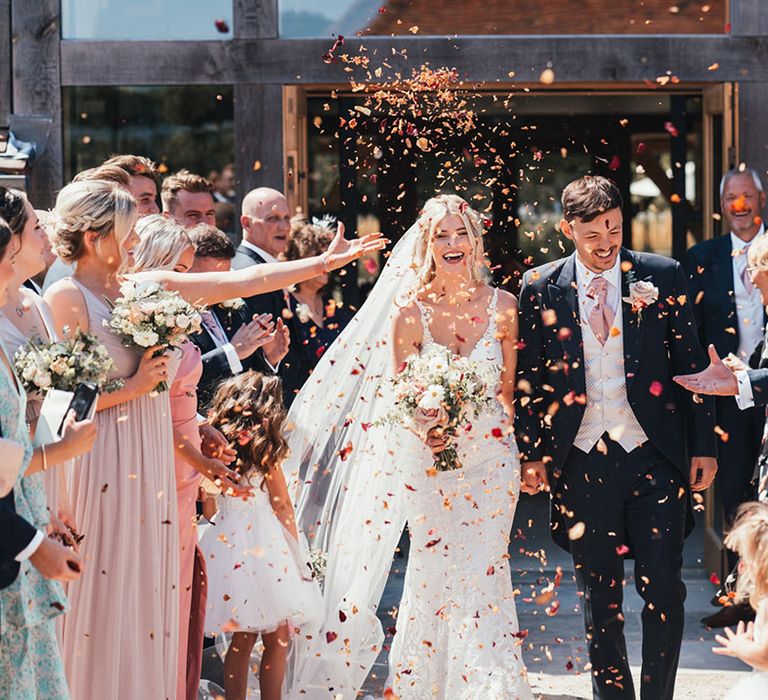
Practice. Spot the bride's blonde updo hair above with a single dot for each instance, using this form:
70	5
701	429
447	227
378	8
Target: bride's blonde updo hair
91	205
161	245
435	210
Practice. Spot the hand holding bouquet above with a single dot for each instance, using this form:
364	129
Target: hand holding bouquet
63	364
439	390
147	315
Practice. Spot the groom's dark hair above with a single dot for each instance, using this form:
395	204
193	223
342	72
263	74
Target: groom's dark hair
590	196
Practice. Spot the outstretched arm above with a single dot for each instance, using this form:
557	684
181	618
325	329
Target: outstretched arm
530	378
507	326
214	287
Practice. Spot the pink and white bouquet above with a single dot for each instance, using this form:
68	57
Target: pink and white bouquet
146	314
440	390
63	364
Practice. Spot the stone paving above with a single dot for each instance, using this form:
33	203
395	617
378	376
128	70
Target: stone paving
555	652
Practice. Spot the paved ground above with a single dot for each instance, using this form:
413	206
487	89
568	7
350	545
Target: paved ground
555	651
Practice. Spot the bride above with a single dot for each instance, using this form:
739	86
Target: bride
358	481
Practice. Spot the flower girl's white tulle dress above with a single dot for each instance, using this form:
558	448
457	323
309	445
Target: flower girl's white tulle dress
258	576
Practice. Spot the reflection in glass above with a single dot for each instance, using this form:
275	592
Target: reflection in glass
146	19
178	127
450	17
512	167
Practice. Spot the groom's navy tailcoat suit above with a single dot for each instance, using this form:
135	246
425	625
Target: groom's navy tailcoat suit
609	499
16	536
216	367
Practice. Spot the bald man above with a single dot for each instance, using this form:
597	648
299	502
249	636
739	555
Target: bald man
266	222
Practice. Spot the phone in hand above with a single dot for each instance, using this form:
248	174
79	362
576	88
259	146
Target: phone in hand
83	403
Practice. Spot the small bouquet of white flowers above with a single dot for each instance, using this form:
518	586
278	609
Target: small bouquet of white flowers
63	364
318	561
440	390
146	314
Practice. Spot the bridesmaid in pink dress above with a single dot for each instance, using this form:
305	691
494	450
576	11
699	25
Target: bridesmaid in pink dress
169	248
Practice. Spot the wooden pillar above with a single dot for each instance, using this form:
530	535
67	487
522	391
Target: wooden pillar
5	64
750	18
258	109
36	29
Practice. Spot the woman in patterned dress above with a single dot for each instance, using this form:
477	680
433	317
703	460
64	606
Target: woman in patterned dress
30	661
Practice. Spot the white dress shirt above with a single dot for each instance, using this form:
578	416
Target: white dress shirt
749	305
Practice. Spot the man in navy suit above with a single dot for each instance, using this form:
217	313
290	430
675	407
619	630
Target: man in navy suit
600	422
730	315
231	341
20	541
266	222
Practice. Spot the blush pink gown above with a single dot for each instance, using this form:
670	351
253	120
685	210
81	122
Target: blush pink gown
120	638
191	604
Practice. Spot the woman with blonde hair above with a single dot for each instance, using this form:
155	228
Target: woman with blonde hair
354	471
125	609
164	245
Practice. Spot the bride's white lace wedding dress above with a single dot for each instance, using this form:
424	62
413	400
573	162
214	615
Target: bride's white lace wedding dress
457	630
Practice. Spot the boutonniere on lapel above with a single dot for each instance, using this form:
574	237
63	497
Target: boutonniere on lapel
231	305
642	293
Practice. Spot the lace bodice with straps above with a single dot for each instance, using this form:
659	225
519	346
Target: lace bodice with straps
487	349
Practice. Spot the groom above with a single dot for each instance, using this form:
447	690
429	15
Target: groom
601	423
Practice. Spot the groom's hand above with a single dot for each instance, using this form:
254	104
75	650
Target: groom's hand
437	440
534	478
716	380
703	470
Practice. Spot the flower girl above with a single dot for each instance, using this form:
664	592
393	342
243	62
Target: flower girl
749	537
259	581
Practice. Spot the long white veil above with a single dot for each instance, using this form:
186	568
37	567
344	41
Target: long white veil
343	474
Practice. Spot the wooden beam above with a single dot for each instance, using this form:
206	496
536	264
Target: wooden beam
749	18
258	139
753	146
5	63
37	87
255	19
691	58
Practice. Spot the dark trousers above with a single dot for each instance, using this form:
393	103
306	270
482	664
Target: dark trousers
617	500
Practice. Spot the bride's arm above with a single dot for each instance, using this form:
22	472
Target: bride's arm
214	287
506	325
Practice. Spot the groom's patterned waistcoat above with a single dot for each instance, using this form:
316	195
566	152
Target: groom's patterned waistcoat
657	344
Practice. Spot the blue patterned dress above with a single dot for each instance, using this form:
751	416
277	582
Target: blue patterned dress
30	658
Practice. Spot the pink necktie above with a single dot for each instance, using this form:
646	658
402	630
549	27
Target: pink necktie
744	263
209	321
601	316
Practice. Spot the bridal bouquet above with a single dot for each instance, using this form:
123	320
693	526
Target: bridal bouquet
146	314
63	364
440	390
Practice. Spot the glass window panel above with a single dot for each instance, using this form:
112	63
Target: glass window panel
545	140
178	127
146	19
449	17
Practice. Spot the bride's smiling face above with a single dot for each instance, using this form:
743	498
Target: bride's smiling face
451	246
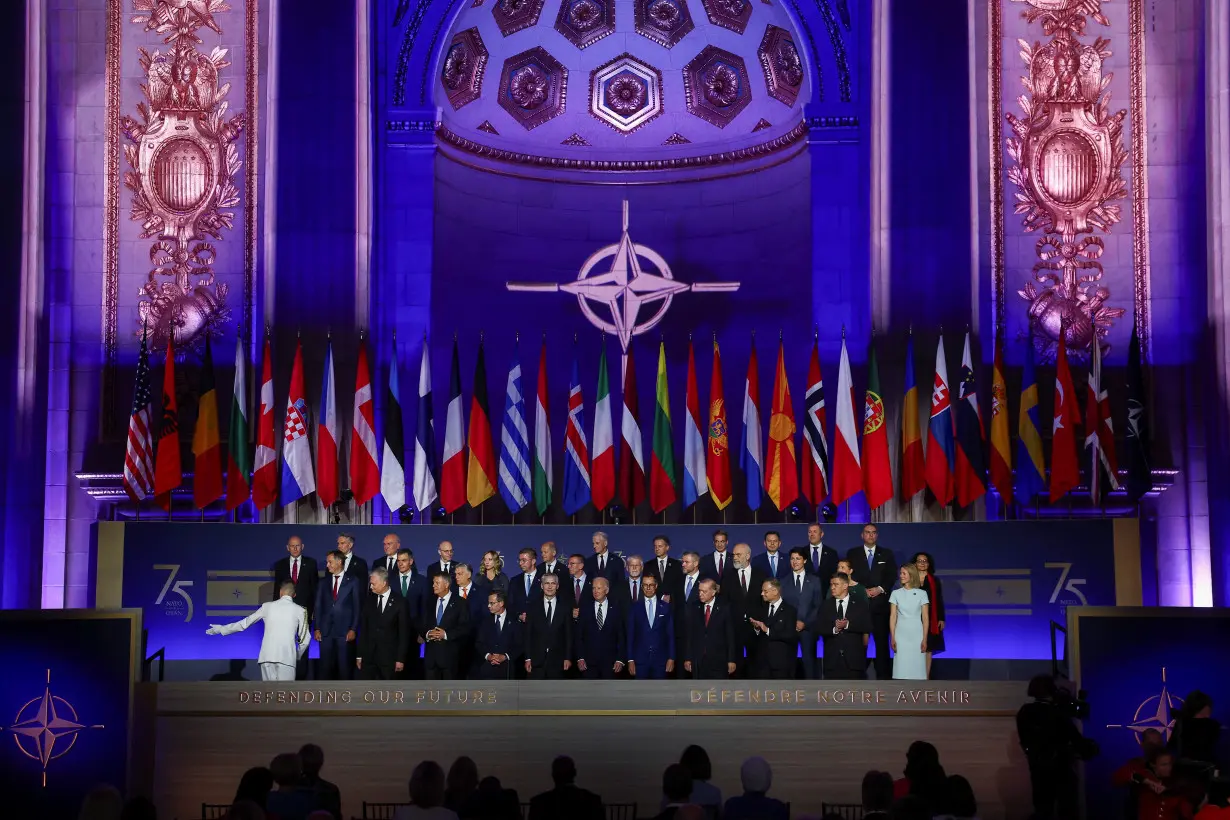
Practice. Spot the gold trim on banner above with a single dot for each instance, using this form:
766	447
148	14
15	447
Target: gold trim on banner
1140	271
111	219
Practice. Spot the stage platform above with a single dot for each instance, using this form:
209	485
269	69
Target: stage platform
194	740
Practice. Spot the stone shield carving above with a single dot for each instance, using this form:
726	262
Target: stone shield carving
183	157
1068	151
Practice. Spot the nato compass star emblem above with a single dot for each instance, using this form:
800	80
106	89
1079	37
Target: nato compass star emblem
622	287
1154	713
46	728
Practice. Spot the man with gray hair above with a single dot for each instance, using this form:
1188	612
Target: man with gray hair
285	633
604	563
385	631
754	803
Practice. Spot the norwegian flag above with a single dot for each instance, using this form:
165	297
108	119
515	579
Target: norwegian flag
816	464
139	457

§ §

** Task requirements **
Transcribe the listing above exactly, leaving every picture out.

** Task answer **
Practice. Spot the bride's blonde updo hair above with a single dot for each instance, using this form:
70	5
701	429
447	227
378	8
Target: bride's blonde updo hair
91	205
161	245
435	210
Practice. Spot the hand holding bouquet above with a single dot for each instance, using this form:
364	129
Target: hand holding bouquet
63	364
439	390
147	315
Practice. Spot the groom's dark hair above with a single dot for each instance, using this form:
395	204
193	223
342	72
263	74
Target: groom's dark hair
590	196
Practice. Spot the outstretched arm above with a single dot for each instance, using this form:
557	684
181	618
325	329
Target: outstretched arm
530	378
507	326
214	287
Practice. Spot the pink and white bouquet above with a single dot for each instance, using this form:
68	57
Target: pink and white bouquet
146	314
440	390
63	364
Practice. Spot the stone paving above with a single dot for each instance, using this form:
33	203
395	617
378	376
128	70
Target: stone paving
555	652
Practice. Spot the paved ground above with a single dot for each instance, using this form:
413	206
487	89
568	7
350	545
Target: paved ground
555	651
Practice. Spot the bride above with a single dot for each instance, using this form:
739	86
Target: bride
358	481
Practice. Spot the flower girl's white tulle dress above with a single dot for each instance, using this form:
558	448
457	323
309	445
Target: flower girl's white tulle dress
258	576
Practice. Spot the reflection in glass above with a single dot for each instance, using this form:
275	592
Target: reflection in glass
146	19
178	127
450	17
512	167
Practice. Spot the groom's navy tailcoat suit above with a single dot for each instance, using this form:
135	246
425	625
Target: groom's navy tailcoat suit
609	499
16	536
216	367
Practice. Spot the bald man above with a single dot for each instance, using this form:
597	648
299	502
249	636
739	555
Target: bald man
266	222
Practice. Spot the phone in hand above with a single dot for each instance, using this form:
248	174
79	362
576	88
259	146
Target: phone in hand
83	403
Practice. Spot the small bouquet of white flowers above with a single dot for each instance, using this form:
518	586
278	609
Target: small bouquet of white flowers
63	364
318	561
440	390
146	314
Practice. Spot the bridesmaid in pink dress above with a single dot for each instance, using this form:
305	691
494	450
576	11
699	25
Target: bridesmaid in pink dress
169	248
Practice. Spot the wooden pillar above with a single dot for each instance, using this form:
530	535
67	487
522	391
Target: wooden pillar
5	64
750	18
258	109
36	29
Practice. Spot the woman in patterned dress above with a single dot for each instance, using this form:
477	680
433	317
703	460
64	606
Target: woman in patterned dress
30	661
Practice. Spot the white dress shirt above with a single dot for each instance, using this form:
578	416
Target: white dress shirt
749	305
Practice. Spot the man in navy suit above with a single dot for each instance, using this form:
217	313
290	430
675	407
619	630
Target: man in navy suit
600	422
730	315
231	341
20	541
266	222
Practice. Spot the blush pink gown above with a single dot for each instance, using this form:
670	351
253	120
685	210
81	122
Target: blush pink gown
120	638
191	604
Practice. Spot the woman with blonde hair above with a single dot for each instance, using this form:
155	228
Target: woman with blonde hair
354	471
125	609
164	245
Practice. Spot the bride's white lace wedding dress above with a single dot for each instance, using this form:
424	62
413	400
573	162
214	615
Target: bride's white lace wedding dress
457	630
Practice. Spot the boutonniere on lapel above with a single dot for each instance, using this form:
574	237
63	497
Target: boutonniere on lapel
231	305
642	293
Practice. Spot the lace bodice with straps above with a single dot for each instance, using this form:
659	225
519	346
Target: lace bodice with straps
487	349
Practice. Spot the groom above with a single dot for each instance, using this form:
447	690
429	15
Target: groom
601	423
Practice. Spot the groom's hand above with a single dot for each instance, using this form:
254	104
75	650
Target: groom's hand
437	440
534	478
716	380
703	470
Practice. Spot the flower girl above with a single dot for each instance, using this form:
664	592
393	342
243	62
Target: flower girl
749	537
259	581
Practice. Spot the long white veil above with a single dot for each instance, using this form:
186	568
37	567
344	41
Target: long white veil
343	474
Practice. Spot the wooden beam above with a single dot for each instance, using this form:
206	496
536	264
Target: wooden beam
749	18
258	139
753	146
5	63
37	87
255	19
691	58
Practice. Spot the dark trousers above with a single dot for each instance, using this form:
393	103
306	270
482	664
Target: dark trousers
617	500
Practice. Spot the bride's arm above with a single dot for each instance, using this form:
22	472
Target: bride's arm
214	287
506	325
Practice. Spot the groom's patterned waistcoat above with a single dot for each instance, using this form:
316	195
566	152
Target: groom's patterned waistcoat
657	344
Practice. Spot the blue patterned dress above with a single dot for each instance, using this form:
751	416
277	582
Target: blue patterned dress
30	658
Practice. Spot the pink necktie above with a single dot for each instance, using this form:
646	658
402	630
549	27
Target: pink necktie
744	263
209	321
601	316
Practice. Spot the bridal bouquet above with a single dot for each instance, using this form:
123	320
693	526
Target: bridal bouquet
146	314
63	364
440	390
Practice. Spot the glass window panel above with a single dot for each instance, using this form:
112	63
Target: glass window panel
545	140
178	127
146	19
449	17
Practice. Spot the bride's smiling face above with a single dot for each instance, using this form:
743	498
Target: bride's smiling face
451	246
Practice. Spot the gold trim on banner above with a single dot for each instance, using this form:
766	447
148	14
15	447
Target: gold trim on banner
1140	271
111	219
Practice. Spot the stage platform above with a single dot for each instance, using this form:
209	485
269	69
Target: stage platform
194	740
Practice. Spot the stone shield carving above with a single dot for each instance, using this form:
726	262
Target: stone shield carving
183	157
1068	151
Practice. Spot the nato compass star emblem above with a single dot for each instance, using this form:
800	80
106	89
1079	37
Target: nato compass star emblem
622	287
1154	713
46	728
Practice. Spot the man with gray hair above with a single dot for each instance, using this form:
1188	612
Target: man with gray hair
285	633
604	563
385	631
754	803
Practice. Spot the norwegian flag above with a single dot for each instance, using this form:
165	297
108	119
515	579
Target: norwegian flag
816	464
139	457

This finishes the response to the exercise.